## Activity
Begin at the line containing "box: [0, 241, 15, 262]" in the data below and go on through the line containing "positive clicks: (0, 249)", repeating each line exactly; include both ends and no other line.

━━━━

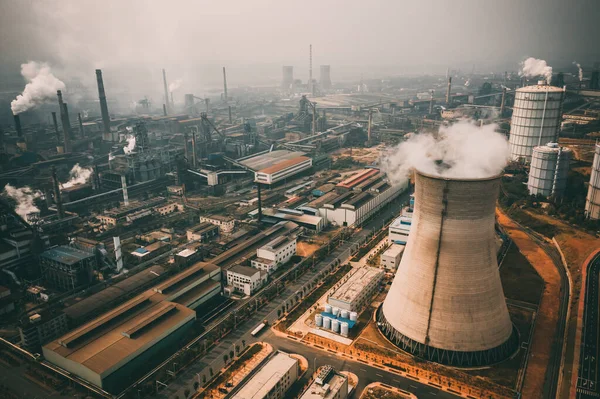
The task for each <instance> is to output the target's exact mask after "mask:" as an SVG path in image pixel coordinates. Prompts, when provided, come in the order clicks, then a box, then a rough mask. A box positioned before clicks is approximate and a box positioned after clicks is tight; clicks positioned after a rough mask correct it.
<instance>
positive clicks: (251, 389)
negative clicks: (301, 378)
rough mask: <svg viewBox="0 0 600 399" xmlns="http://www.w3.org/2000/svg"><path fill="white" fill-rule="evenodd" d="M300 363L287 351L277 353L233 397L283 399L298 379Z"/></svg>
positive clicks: (274, 354)
mask: <svg viewBox="0 0 600 399" xmlns="http://www.w3.org/2000/svg"><path fill="white" fill-rule="evenodd" d="M299 373H300V365H299V362H298V359H294V358H293V357H291V356H290V355H289V354H287V353H285V352H281V351H279V352H277V353H275V354H274V355H273V356H272V357H271V358H270V359H269V361H268V362H267V363H265V364H264V365H263V366H262V367H261V368H260V370H258V372H256V374H254V375H253V376H252V377H251V378H250V379H249V380H248V381H246V382H245V383H244V385H243V386H242V388H241V389H240V390H239V391H238V392H237V393H236V394H235V395H234V396H233V398H232V399H249V398H252V399H281V398H284V397H285V394H286V392H287V391H288V390H289V389H290V387H291V386H292V385H293V384H294V383H295V382H296V381H297V380H298V375H299Z"/></svg>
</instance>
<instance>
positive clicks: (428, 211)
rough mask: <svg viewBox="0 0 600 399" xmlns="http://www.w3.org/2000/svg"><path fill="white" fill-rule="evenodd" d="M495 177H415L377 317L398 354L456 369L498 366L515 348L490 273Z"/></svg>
mask: <svg viewBox="0 0 600 399" xmlns="http://www.w3.org/2000/svg"><path fill="white" fill-rule="evenodd" d="M499 191H500V176H492V177H487V178H476V179H475V178H447V177H440V176H435V175H429V174H425V173H423V172H420V171H417V172H416V173H415V211H414V215H413V224H412V229H411V231H410V235H411V239H410V240H409V241H408V243H407V245H406V249H405V250H404V255H403V257H402V260H401V261H400V265H399V267H398V270H397V272H396V276H395V277H394V281H393V283H392V285H391V287H390V290H389V292H388V294H387V297H386V298H385V301H384V302H383V306H382V307H381V308H380V310H379V311H378V313H377V321H378V322H379V323H378V325H379V328H380V329H381V331H382V332H383V333H384V335H385V336H386V337H387V338H388V339H389V340H390V341H392V342H393V343H395V344H396V345H398V347H400V348H401V349H403V350H405V351H408V352H410V353H412V354H413V355H415V356H419V357H421V358H424V359H426V360H429V361H433V362H437V363H442V364H447V365H450V366H459V367H476V366H482V365H487V364H492V363H498V362H500V361H502V360H504V359H506V358H508V357H510V356H511V355H512V354H513V353H514V352H515V350H517V349H518V345H519V334H518V333H517V331H516V329H515V328H514V327H513V324H512V322H511V320H510V316H509V313H508V308H507V307H506V300H505V298H504V292H503V289H502V283H501V281H500V274H499V272H498V262H497V257H496V248H497V246H496V233H495V230H494V225H495V219H496V214H495V210H496V200H497V198H498V193H499Z"/></svg>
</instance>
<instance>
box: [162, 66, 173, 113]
mask: <svg viewBox="0 0 600 399" xmlns="http://www.w3.org/2000/svg"><path fill="white" fill-rule="evenodd" d="M163 84H164V85H165V104H166V107H167V109H166V113H165V114H166V115H168V114H170V113H171V107H170V106H169V88H168V87H167V73H166V72H165V70H164V69H163Z"/></svg>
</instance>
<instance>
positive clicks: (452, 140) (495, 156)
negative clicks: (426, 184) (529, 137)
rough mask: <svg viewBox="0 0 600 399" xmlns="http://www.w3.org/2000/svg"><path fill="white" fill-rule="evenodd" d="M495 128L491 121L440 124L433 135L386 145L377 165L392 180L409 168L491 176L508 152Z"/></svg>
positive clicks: (505, 165)
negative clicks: (482, 124) (481, 124)
mask: <svg viewBox="0 0 600 399" xmlns="http://www.w3.org/2000/svg"><path fill="white" fill-rule="evenodd" d="M496 128H497V126H496V125H495V124H489V125H484V126H476V125H474V124H473V123H471V122H468V121H460V122H458V123H455V124H454V125H451V126H449V127H445V126H442V127H440V130H439V132H438V133H437V135H434V134H429V133H422V134H415V135H413V136H412V137H410V138H409V139H408V140H406V141H404V142H402V143H400V144H399V145H398V146H396V147H393V148H391V149H388V150H387V151H386V153H385V154H384V155H383V157H382V159H381V167H382V169H383V170H384V171H385V172H387V174H388V176H389V177H390V179H391V181H392V183H394V184H398V183H404V182H405V181H406V179H407V178H408V176H409V174H410V171H411V170H412V169H418V170H420V171H422V172H424V173H428V174H431V175H435V176H441V177H451V178H486V177H490V176H495V175H497V174H499V173H500V172H501V171H502V169H503V168H504V167H505V166H506V164H507V162H508V159H509V156H510V151H509V147H508V141H507V140H506V137H504V136H503V135H502V134H500V133H496V131H495V129H496Z"/></svg>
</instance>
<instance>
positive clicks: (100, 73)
mask: <svg viewBox="0 0 600 399" xmlns="http://www.w3.org/2000/svg"><path fill="white" fill-rule="evenodd" d="M96 82H97V83H98V97H99V98H100V113H101V114H102V125H104V133H106V134H107V135H109V134H110V115H109V114H108V104H107V102H106V93H105V92H104V80H103V79H102V70H101V69H96Z"/></svg>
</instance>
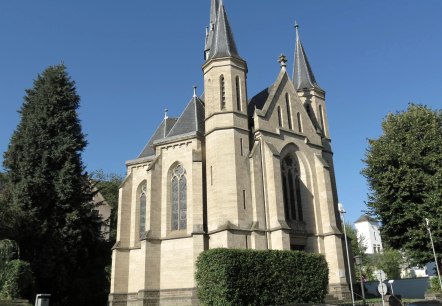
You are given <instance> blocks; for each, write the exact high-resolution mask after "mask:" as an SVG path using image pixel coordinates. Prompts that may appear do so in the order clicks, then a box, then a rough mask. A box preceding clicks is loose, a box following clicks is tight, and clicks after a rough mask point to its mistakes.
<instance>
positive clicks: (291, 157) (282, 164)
mask: <svg viewBox="0 0 442 306" xmlns="http://www.w3.org/2000/svg"><path fill="white" fill-rule="evenodd" d="M281 172H282V185H283V194H284V211H285V218H286V220H287V221H290V220H297V221H302V220H303V216H302V201H301V183H300V178H299V167H298V163H297V161H296V160H295V159H294V158H293V156H292V155H290V154H289V155H287V156H286V157H284V159H283V160H282V162H281Z"/></svg>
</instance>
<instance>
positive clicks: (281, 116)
mask: <svg viewBox="0 0 442 306" xmlns="http://www.w3.org/2000/svg"><path fill="white" fill-rule="evenodd" d="M278 125H279V127H282V112H281V107H280V106H278Z"/></svg>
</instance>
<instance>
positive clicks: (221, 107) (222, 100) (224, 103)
mask: <svg viewBox="0 0 442 306" xmlns="http://www.w3.org/2000/svg"><path fill="white" fill-rule="evenodd" d="M219 88H220V100H221V109H226V86H225V82H224V75H222V74H221V76H220V77H219Z"/></svg>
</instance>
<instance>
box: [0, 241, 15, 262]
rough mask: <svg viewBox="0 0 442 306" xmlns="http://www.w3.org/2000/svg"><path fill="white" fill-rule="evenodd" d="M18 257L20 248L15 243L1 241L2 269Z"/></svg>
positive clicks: (0, 249)
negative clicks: (9, 261)
mask: <svg viewBox="0 0 442 306" xmlns="http://www.w3.org/2000/svg"><path fill="white" fill-rule="evenodd" d="M16 255H18V246H17V243H16V242H15V241H13V240H10V239H3V240H0V267H1V266H2V265H3V264H4V263H6V262H7V261H9V260H10V259H12V257H14V256H16Z"/></svg>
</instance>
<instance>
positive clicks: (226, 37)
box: [208, 0, 241, 59]
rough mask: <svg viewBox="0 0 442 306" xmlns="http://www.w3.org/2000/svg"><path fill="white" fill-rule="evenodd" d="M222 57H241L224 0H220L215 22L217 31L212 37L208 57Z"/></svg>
mask: <svg viewBox="0 0 442 306" xmlns="http://www.w3.org/2000/svg"><path fill="white" fill-rule="evenodd" d="M221 57H236V58H239V59H241V57H240V56H239V54H238V50H237V49H236V44H235V40H234V38H233V33H232V30H231V29H230V25H229V21H228V19H227V14H226V11H225V9H224V5H223V2H222V0H220V1H219V7H218V14H217V19H216V23H215V32H214V35H213V38H212V45H211V47H210V54H209V57H208V59H214V58H221Z"/></svg>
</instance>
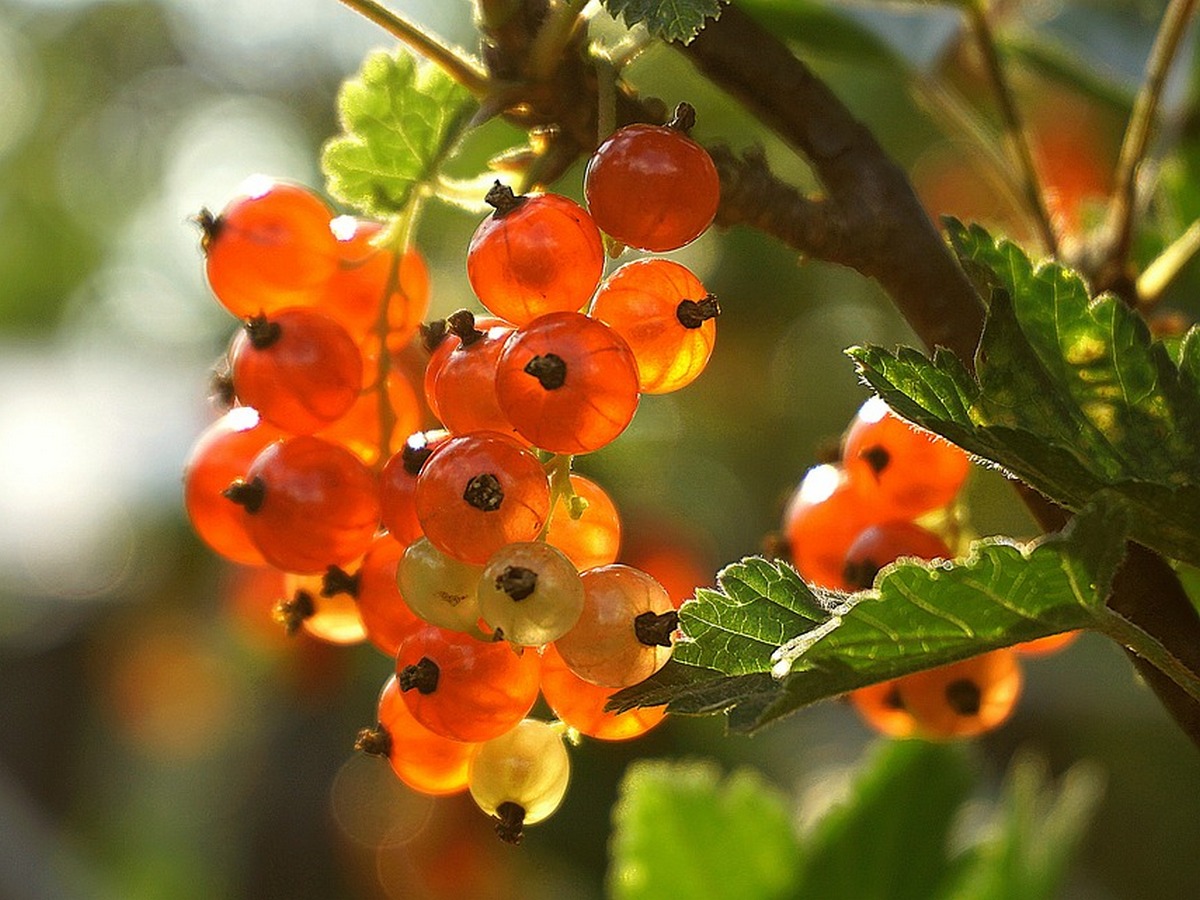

━━━━

## Task result
box: [0, 241, 15, 262]
rough mask: <svg viewBox="0 0 442 306" xmlns="http://www.w3.org/2000/svg"><path fill="white" fill-rule="evenodd" d="M18 257L20 248L15 243L1 241L2 269Z"/></svg>
positive clicks: (0, 249)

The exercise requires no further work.